Exercise objective: Check each line of the entries below for the word "taxi", then report how many have it, with no other words.

Task data:
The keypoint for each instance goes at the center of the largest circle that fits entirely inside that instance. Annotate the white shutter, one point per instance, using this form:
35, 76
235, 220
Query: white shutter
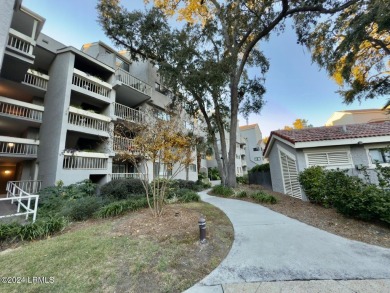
290, 176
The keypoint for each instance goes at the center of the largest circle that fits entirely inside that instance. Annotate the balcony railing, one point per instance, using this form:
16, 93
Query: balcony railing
133, 82
116, 176
20, 42
86, 119
21, 109
36, 79
91, 83
85, 161
123, 144
17, 146
129, 114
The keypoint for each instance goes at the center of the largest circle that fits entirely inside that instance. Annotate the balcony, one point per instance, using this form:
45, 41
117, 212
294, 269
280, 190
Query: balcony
123, 144
36, 79
116, 176
20, 42
85, 161
91, 85
17, 109
133, 82
88, 120
18, 147
129, 114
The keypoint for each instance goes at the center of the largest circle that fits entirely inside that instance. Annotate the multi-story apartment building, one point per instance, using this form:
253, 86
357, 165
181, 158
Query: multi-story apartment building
254, 144
59, 105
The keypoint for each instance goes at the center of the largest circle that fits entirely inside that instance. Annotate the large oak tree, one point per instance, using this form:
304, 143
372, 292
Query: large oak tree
205, 60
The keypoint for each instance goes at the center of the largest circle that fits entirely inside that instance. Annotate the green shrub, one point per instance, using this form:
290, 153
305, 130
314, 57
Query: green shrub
119, 207
259, 168
263, 197
122, 188
222, 190
350, 195
82, 208
242, 194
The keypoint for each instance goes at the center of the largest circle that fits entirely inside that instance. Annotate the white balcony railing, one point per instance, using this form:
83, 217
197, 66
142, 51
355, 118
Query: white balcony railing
36, 79
85, 161
18, 146
133, 82
123, 144
21, 109
20, 42
91, 83
129, 114
87, 119
116, 176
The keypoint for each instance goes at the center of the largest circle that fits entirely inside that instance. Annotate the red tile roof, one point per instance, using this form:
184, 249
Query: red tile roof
334, 132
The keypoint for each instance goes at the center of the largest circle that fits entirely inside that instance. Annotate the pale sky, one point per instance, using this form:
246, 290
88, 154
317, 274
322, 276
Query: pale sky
296, 88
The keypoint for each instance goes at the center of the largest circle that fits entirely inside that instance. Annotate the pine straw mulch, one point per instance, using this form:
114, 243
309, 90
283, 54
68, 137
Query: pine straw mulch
327, 219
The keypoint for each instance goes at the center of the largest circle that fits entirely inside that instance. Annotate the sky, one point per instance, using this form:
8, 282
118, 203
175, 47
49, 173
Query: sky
296, 87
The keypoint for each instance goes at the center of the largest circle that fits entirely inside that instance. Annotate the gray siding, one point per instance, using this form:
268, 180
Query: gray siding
53, 129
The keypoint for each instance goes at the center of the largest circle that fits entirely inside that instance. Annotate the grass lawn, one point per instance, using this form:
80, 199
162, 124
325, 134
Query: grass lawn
132, 253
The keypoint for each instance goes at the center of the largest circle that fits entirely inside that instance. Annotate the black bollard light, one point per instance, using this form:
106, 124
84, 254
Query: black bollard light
202, 229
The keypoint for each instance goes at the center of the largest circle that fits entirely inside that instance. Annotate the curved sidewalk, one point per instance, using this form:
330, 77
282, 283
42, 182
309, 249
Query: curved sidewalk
270, 247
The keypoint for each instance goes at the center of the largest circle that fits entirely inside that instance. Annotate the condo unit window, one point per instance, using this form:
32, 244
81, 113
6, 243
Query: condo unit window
120, 63
192, 167
162, 170
380, 155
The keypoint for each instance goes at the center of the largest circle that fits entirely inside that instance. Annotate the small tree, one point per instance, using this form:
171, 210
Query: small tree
160, 146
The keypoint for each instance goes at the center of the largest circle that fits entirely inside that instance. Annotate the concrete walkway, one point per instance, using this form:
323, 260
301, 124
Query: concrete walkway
274, 253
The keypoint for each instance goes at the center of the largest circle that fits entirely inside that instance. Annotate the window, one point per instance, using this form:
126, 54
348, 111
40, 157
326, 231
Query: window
335, 158
192, 167
380, 155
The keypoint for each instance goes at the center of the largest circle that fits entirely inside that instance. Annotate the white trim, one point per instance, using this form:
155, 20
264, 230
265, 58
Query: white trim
22, 104
328, 151
89, 114
18, 140
349, 141
87, 154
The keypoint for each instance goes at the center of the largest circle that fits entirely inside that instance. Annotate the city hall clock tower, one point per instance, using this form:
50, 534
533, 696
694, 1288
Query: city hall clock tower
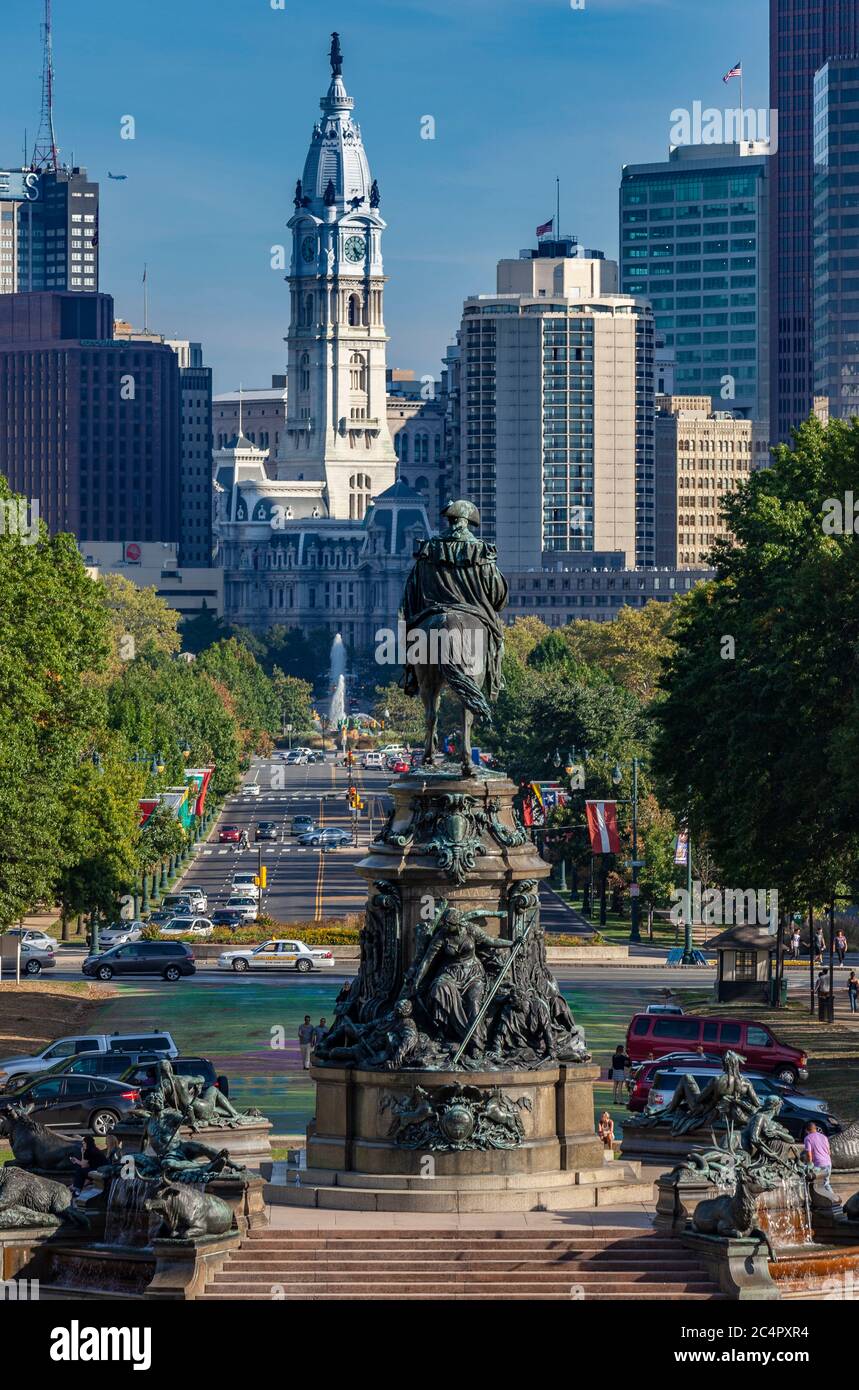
337, 431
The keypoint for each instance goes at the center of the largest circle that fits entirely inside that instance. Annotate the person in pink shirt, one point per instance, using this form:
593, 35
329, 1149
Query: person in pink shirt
817, 1150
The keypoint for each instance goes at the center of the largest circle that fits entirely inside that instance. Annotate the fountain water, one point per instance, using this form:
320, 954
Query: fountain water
337, 712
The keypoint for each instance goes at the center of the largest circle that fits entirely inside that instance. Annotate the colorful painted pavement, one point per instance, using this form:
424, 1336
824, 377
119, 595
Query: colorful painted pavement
249, 1032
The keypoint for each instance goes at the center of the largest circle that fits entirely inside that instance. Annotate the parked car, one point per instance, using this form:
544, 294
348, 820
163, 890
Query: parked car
178, 902
227, 918
243, 881
199, 898
188, 927
88, 1064
653, 1036
120, 931
154, 1040
797, 1111
275, 954
243, 904
91, 1102
328, 838
145, 1072
34, 955
644, 1073
170, 959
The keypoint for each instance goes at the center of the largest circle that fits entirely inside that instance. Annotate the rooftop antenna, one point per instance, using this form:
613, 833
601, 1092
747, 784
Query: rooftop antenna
45, 149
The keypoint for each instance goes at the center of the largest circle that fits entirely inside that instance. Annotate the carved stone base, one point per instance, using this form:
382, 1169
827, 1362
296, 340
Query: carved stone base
362, 1122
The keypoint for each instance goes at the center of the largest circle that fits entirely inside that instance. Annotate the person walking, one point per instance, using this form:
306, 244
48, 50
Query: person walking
817, 1151
605, 1130
617, 1072
306, 1039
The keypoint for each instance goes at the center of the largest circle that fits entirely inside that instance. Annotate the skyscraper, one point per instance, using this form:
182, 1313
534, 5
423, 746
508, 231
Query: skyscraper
556, 410
837, 236
804, 34
694, 236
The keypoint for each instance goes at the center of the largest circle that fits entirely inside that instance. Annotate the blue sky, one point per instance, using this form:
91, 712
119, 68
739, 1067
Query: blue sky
224, 95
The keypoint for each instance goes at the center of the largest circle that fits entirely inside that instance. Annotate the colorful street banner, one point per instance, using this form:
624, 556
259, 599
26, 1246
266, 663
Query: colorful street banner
602, 826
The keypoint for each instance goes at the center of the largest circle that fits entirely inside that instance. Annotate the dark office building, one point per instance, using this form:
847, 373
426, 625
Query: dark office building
804, 34
57, 245
89, 426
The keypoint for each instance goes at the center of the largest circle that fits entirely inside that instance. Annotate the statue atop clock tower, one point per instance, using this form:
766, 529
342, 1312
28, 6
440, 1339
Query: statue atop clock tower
337, 430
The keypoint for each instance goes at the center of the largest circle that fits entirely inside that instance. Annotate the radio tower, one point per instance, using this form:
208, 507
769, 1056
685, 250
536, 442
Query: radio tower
45, 149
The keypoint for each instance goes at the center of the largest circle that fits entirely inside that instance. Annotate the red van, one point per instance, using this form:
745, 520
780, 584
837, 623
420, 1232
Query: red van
652, 1036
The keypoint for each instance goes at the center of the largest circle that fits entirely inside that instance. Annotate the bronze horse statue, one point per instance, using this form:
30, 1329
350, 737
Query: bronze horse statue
453, 634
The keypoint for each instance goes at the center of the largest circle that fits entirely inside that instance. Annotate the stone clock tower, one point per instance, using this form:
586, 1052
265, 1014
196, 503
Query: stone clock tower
337, 431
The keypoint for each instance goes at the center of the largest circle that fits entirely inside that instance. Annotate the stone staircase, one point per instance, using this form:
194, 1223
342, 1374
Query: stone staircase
612, 1184
588, 1264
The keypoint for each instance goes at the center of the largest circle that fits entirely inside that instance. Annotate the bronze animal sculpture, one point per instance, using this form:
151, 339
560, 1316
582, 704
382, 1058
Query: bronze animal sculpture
35, 1146
731, 1215
28, 1200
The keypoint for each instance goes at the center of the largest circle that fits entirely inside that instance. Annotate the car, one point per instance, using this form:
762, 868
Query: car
227, 918
797, 1109
644, 1073
153, 1040
277, 954
199, 898
170, 959
651, 1034
32, 957
78, 1102
188, 927
328, 838
121, 931
145, 1072
245, 883
243, 904
177, 902
88, 1064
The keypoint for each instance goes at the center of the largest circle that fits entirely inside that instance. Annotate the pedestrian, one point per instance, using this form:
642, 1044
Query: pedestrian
91, 1157
817, 1150
617, 1072
605, 1130
306, 1036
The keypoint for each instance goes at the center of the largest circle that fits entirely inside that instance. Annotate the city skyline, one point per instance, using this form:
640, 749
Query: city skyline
457, 210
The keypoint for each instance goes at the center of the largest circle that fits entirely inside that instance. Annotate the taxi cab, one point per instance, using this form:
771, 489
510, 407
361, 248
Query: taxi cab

Solved problem: 2